§ **PASSAGE TO READ**
--- --- ---
Founder Profile
George B. Rathmann
Last reviewed: 2026 · By Swet Parvadiya
Background
George Rathmann earned his PhD in physical chemistry from Princeton University and spent more than a decade at Abbott Laboratories, where he rose to become Vice President of Research and Development. Before founding Amgen, he had a brief tenure at Litton Bionetics and Abbott Diagnostics, giving him rare industry experience combining rigorous research management with commercial pharmaceutical operations. His intellectual range — spanning chemistry, biology, and business — was precisely what venture capitalist William Bowes needed in a founding CEO for a biotech company. Rathmann brought not just scientific credibility but extraordinary people management skills, recruiting dozens of top scientists away from established pharmaceutical companies and universities to join a startup in suburban Los Angeles.
--- --- ---
§ **TASKS TO PERFORM**
• a. Reproduce the portion of the George Rathmann profile starting with "Founder Profile" and going on through "suburban Los Angeles.".
• b. Answer these questions using the George Rathmann profile:
(i) From which university did Rathmann earn his PhD?
(ii) What position did he rise to at Abbott Laboratories?
(iii) Which venture capitalist needed a founding CEO for a biotech company?

§ **SOURCE MATERIAL**
--- --- ---
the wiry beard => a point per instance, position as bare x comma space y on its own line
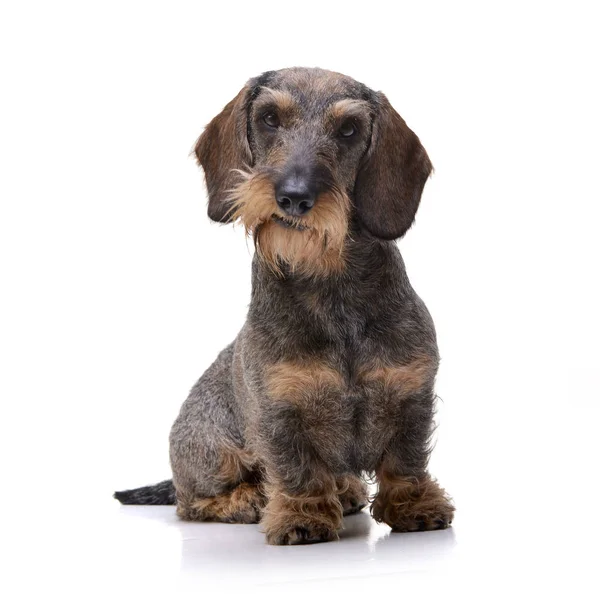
310, 245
--- --- ---
§ **RESPONSES BY ITEM NUMBER**
• a.
Founder Profile
George B. Rathmann
Last reviewed: 2026 · By Swet Parvadiya
Background
George Rathmann earned his PhD in physical chemistry from Princeton University and spent more than a decade at Abbott Laboratories, where he rose to become Vice President of Research and Development. Before founding Amgen, he had a brief tenure at Litton Bionetics and Abbott Diagnostics, giving him rare industry experience combining rigorous research management with commercial pharmaceutical operations. His intellectual range — spanning chemistry, biology, and business — was precisely what venture capitalist William Bowes needed in a founding CEO for a biotech company. Rathmann brought not just scientific credibility but extraordinary people management skills, recruiting dozens of top scientists away from established pharmaceutical companies and universities to join a startup in suburban Los Angeles.

• b.
(i) Princeton University
(ii) Vice President of Research and Development
(iii) William Bowes